Extract.
On the Origin of Wind Line Variability in O Stars

TL;DR

This study investigates the origin of wind line variability in O stars using UV time series, concluding that features originate near the stellar surface and identifying equatorial co-rotating interaction regions, with large photospheric footprints.

Contribution

The paper provides evidence that wind variability features in O stars originate close to the stellar surface and identifies co-rotating interaction regions, enhancing understanding of stellar wind structures.

Findings

Features originate near the stellar surface.

Identification of equatorial co-rotating interaction regions.

Features persist at large velocities for days.

Dataset.

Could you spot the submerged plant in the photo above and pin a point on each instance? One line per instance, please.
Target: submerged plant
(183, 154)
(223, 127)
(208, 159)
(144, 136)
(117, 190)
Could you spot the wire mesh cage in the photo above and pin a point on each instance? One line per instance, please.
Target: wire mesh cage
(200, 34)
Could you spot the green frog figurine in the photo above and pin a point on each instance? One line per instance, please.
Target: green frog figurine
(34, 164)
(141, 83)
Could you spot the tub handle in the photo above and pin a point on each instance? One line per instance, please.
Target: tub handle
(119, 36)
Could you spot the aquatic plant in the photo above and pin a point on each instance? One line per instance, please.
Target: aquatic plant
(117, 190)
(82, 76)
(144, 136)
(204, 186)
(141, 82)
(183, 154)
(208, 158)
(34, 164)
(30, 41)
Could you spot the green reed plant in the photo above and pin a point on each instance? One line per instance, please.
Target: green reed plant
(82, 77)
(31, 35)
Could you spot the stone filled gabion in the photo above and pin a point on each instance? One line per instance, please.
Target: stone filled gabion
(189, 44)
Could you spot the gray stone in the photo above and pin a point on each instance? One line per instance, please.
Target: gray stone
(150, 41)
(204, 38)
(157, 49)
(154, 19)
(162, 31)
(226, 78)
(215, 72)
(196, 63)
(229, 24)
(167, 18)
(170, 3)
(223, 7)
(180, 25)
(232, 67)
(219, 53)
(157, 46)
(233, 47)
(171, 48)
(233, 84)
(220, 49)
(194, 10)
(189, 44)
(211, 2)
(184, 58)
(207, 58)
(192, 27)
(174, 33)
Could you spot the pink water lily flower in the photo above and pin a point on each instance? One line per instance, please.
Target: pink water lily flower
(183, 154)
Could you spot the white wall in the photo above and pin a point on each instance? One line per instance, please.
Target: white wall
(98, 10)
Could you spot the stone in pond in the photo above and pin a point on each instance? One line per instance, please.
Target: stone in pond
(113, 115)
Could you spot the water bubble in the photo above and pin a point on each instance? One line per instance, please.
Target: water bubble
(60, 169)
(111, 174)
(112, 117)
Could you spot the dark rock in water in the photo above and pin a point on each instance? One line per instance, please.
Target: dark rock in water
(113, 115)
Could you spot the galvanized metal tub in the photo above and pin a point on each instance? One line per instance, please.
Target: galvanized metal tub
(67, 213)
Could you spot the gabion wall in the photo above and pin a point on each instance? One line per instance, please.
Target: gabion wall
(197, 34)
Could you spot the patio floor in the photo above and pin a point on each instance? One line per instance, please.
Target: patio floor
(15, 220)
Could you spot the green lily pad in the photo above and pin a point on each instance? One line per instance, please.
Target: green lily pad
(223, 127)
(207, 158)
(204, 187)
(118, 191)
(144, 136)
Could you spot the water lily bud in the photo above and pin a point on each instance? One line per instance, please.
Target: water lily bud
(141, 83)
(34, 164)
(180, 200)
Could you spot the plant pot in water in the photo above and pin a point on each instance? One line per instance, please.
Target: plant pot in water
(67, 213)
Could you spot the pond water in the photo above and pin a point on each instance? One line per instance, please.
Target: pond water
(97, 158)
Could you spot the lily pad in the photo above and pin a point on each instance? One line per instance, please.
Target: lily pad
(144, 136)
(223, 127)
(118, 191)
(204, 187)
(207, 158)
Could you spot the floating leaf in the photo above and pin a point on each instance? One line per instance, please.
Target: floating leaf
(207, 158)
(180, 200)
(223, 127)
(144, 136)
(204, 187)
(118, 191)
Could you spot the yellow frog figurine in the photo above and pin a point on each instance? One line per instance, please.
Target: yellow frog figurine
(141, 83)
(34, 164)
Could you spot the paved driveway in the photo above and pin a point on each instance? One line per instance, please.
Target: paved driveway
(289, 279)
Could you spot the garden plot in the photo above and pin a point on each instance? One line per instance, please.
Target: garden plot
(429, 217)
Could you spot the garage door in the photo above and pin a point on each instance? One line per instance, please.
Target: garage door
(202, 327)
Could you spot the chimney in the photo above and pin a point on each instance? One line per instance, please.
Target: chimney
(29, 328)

What you need to do. Continue the summary of the O-star wind line variability study, starting after its final finding.

Response area.
Abstract

We analyze 10 UV time series for 5 stars which fulfill specific sampling and spectral criteria to constrain the origin of large-scale wind structure in O stars. We argue that excited state lines must arise close to the stellar surface and are an excellent diagnostic complement to resonance lines which, due to radiative transfer effects, rarely show variability at low velocity. Consequently, we splice dynamic spectra of the excited state line, N IV1718, at low velocity to those of 1393 component of the Si IV 1400 doublet at high velocity in order to examine the temporal evolution of wind line features. These spliced time series reveal that nearly all of the features observed in the time series originate at or very near the stellar surface. Further, we positively identify the observational signature of equatorial co-rotating interaction regions in two of the five stars and possibly two others. In addition, we see no evidence for features originating further out in the wind. We use our results to consolidate the fact that the features seen in dynamic spectra must be huge, in order to remain in the line of sight for days, persisting to very large velocity and that the photospheric footprint of the features must also be quite large, ~ 15 - 20% of the stellar diameter.